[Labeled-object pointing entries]
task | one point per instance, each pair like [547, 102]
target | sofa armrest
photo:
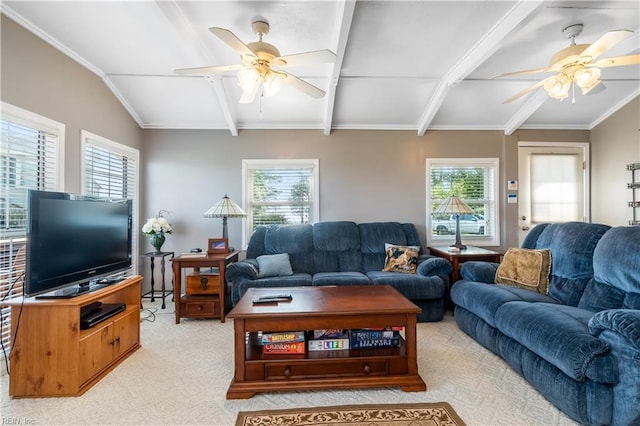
[478, 271]
[429, 266]
[623, 323]
[620, 329]
[245, 269]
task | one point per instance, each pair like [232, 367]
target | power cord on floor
[148, 314]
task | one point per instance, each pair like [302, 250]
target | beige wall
[614, 144]
[364, 175]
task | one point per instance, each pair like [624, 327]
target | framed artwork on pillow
[217, 245]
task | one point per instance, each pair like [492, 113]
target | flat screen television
[73, 241]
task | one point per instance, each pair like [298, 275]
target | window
[475, 181]
[31, 148]
[110, 169]
[279, 192]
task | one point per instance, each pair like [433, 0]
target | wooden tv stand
[52, 356]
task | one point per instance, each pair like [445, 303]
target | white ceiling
[410, 65]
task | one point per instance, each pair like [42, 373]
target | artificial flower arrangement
[158, 224]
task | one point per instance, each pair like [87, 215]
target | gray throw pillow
[274, 265]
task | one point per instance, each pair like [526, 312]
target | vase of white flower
[156, 228]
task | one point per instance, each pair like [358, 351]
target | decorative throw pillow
[274, 265]
[525, 268]
[401, 258]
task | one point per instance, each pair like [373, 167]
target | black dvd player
[98, 313]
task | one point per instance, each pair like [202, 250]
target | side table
[466, 255]
[201, 306]
[164, 293]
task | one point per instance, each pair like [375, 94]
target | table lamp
[454, 205]
[225, 208]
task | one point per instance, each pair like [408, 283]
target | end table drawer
[203, 283]
[349, 367]
[202, 307]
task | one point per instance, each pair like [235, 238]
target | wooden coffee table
[328, 307]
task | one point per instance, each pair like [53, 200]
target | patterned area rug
[425, 414]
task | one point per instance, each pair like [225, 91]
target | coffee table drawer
[346, 367]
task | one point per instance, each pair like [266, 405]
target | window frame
[253, 164]
[468, 239]
[22, 117]
[87, 138]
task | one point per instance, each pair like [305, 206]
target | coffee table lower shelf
[323, 308]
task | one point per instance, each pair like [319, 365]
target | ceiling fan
[577, 64]
[261, 63]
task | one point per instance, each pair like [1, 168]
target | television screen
[73, 239]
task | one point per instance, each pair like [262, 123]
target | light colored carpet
[181, 374]
[425, 414]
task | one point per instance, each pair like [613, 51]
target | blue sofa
[578, 345]
[343, 253]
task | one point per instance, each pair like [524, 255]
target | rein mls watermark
[18, 421]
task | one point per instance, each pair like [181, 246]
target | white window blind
[30, 153]
[475, 181]
[280, 192]
[111, 170]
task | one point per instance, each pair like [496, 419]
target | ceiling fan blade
[232, 40]
[606, 42]
[617, 61]
[305, 58]
[303, 86]
[525, 72]
[208, 70]
[525, 91]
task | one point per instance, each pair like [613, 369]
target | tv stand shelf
[51, 355]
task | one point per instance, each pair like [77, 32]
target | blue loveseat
[578, 345]
[343, 253]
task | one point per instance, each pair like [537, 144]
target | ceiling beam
[532, 104]
[182, 25]
[344, 18]
[479, 53]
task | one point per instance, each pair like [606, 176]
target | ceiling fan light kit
[258, 59]
[577, 64]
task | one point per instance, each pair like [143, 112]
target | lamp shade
[225, 208]
[453, 205]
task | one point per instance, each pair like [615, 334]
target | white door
[553, 183]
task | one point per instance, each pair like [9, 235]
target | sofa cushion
[336, 247]
[373, 237]
[340, 278]
[572, 245]
[525, 268]
[615, 284]
[560, 335]
[484, 300]
[402, 259]
[274, 265]
[412, 286]
[297, 240]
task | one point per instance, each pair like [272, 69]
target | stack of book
[286, 342]
[374, 338]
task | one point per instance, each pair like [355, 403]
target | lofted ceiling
[401, 65]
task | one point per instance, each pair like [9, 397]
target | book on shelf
[329, 344]
[284, 348]
[284, 336]
[368, 338]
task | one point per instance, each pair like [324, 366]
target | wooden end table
[201, 306]
[458, 257]
[313, 308]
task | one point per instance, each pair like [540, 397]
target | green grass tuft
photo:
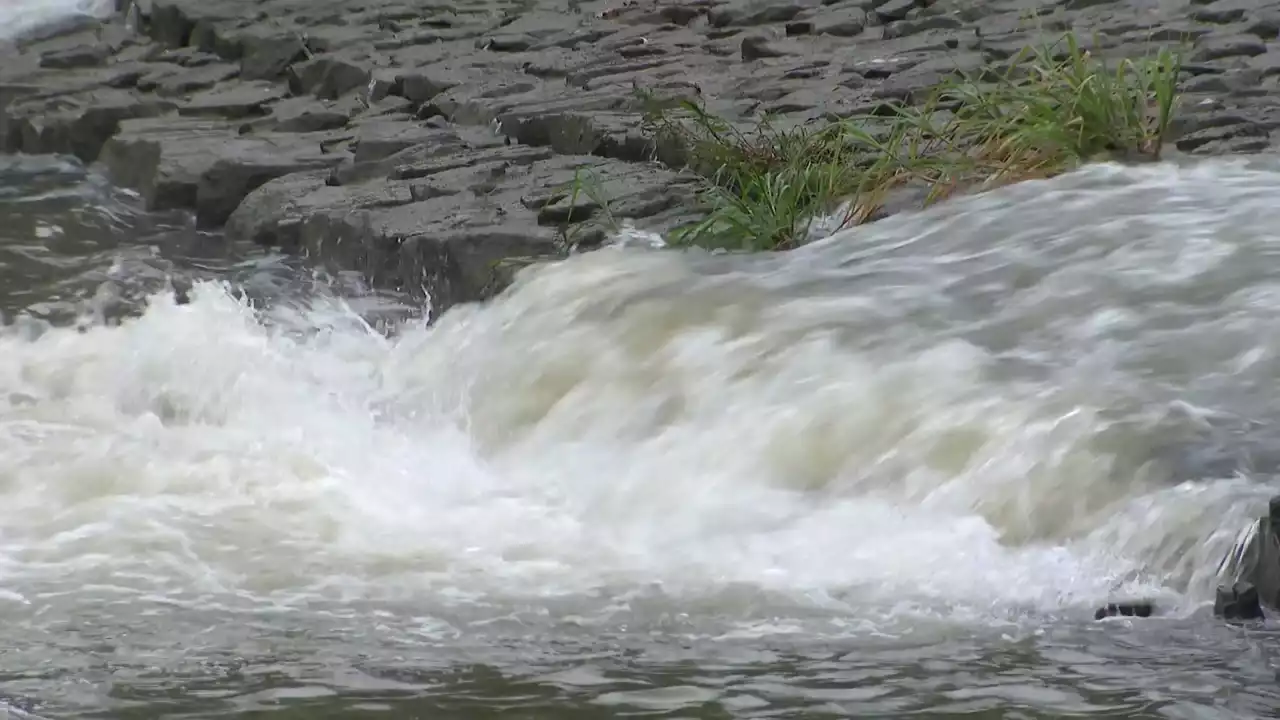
[1048, 110]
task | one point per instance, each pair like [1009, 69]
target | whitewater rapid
[18, 17]
[1008, 405]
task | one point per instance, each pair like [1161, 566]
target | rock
[76, 124]
[755, 48]
[757, 12]
[193, 163]
[329, 77]
[234, 100]
[840, 22]
[1132, 609]
[1238, 601]
[302, 114]
[86, 57]
[895, 9]
[176, 82]
[268, 55]
[449, 130]
[1214, 48]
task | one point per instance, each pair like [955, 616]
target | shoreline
[428, 145]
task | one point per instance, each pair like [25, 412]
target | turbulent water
[18, 17]
[891, 473]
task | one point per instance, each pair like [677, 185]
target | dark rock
[1214, 48]
[840, 22]
[424, 83]
[755, 48]
[1133, 609]
[329, 77]
[755, 12]
[895, 9]
[242, 169]
[268, 57]
[86, 57]
[200, 164]
[76, 124]
[302, 114]
[1237, 602]
[172, 82]
[234, 100]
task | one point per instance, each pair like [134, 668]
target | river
[888, 474]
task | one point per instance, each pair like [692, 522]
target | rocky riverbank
[424, 142]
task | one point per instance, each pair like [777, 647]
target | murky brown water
[888, 474]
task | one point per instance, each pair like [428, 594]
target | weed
[1048, 110]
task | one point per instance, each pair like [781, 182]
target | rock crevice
[424, 141]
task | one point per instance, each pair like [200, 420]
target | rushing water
[19, 17]
[891, 473]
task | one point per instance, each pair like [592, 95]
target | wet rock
[1215, 48]
[757, 12]
[86, 57]
[302, 114]
[1237, 602]
[840, 21]
[76, 124]
[269, 55]
[396, 104]
[197, 163]
[329, 77]
[755, 48]
[243, 167]
[895, 9]
[176, 82]
[1133, 609]
[234, 100]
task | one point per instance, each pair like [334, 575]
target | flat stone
[200, 164]
[177, 82]
[86, 57]
[1215, 48]
[234, 100]
[304, 114]
[76, 124]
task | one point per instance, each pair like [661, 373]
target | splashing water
[18, 17]
[1008, 408]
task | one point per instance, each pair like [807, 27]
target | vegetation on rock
[1045, 112]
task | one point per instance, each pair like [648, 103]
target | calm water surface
[890, 474]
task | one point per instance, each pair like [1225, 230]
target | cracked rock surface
[425, 141]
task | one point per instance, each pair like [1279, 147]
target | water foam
[803, 428]
[18, 17]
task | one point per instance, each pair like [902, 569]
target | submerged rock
[1132, 609]
[1238, 602]
[200, 103]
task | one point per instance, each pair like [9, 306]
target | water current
[888, 474]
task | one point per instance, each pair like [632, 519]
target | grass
[1047, 110]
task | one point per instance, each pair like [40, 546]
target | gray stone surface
[424, 140]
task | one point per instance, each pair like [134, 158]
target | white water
[22, 16]
[964, 414]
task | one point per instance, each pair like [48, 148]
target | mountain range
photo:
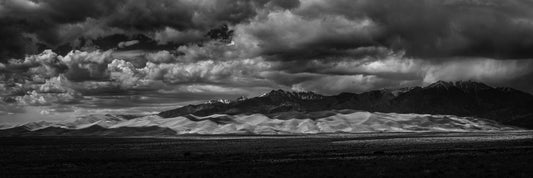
[460, 98]
[463, 106]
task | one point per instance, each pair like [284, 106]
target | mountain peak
[307, 95]
[462, 85]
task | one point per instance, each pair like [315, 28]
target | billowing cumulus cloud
[62, 55]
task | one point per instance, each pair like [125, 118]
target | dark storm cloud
[442, 28]
[350, 45]
[27, 26]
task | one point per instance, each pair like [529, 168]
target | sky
[64, 58]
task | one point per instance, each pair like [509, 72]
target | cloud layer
[56, 53]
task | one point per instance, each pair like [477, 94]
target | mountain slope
[331, 121]
[463, 98]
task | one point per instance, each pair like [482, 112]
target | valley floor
[499, 154]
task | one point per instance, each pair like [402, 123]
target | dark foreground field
[376, 155]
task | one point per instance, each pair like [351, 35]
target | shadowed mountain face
[463, 98]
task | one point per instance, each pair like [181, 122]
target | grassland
[503, 154]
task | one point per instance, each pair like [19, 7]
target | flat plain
[479, 154]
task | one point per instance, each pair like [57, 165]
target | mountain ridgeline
[462, 98]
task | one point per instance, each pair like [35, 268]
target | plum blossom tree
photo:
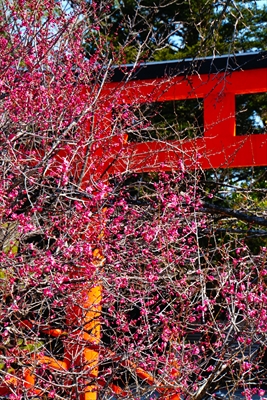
[117, 286]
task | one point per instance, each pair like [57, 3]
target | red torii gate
[217, 80]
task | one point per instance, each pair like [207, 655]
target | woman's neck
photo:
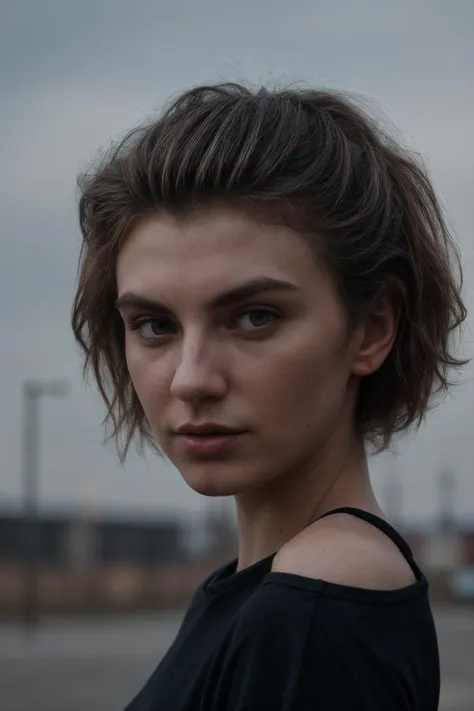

» Objective
Could you repeat, line for line, the part of the listing that opens with the line containing "task | one point per instance, each pair like [482, 112]" and runs through the end of the listing, leaving the pictures out?

» The output
task | one point per instance, each pair like [482, 112]
target | valley floor
[499, 154]
task | one point per instance, each pair like [402, 123]
target | dark foreground field
[376, 155]
task | one point per instance, each pair like [351, 35]
target | shadowed mountain face
[463, 98]
task | one point per instance, each pair like [181, 122]
target | grassland
[503, 154]
task | one point per instance, each pair like [19, 7]
target | flat plain
[479, 154]
task | one point per instance, each pair like [57, 165]
target | mountain ridgeline
[462, 98]
task | one point per instance, each pair like [35, 268]
target | plum blossom tree
photo:
[117, 286]
task | one point per instance, each pair like [57, 3]
target | red torii gate
[217, 80]
task | one point per instance, each pair like [207, 655]
target | woman's neck
photo:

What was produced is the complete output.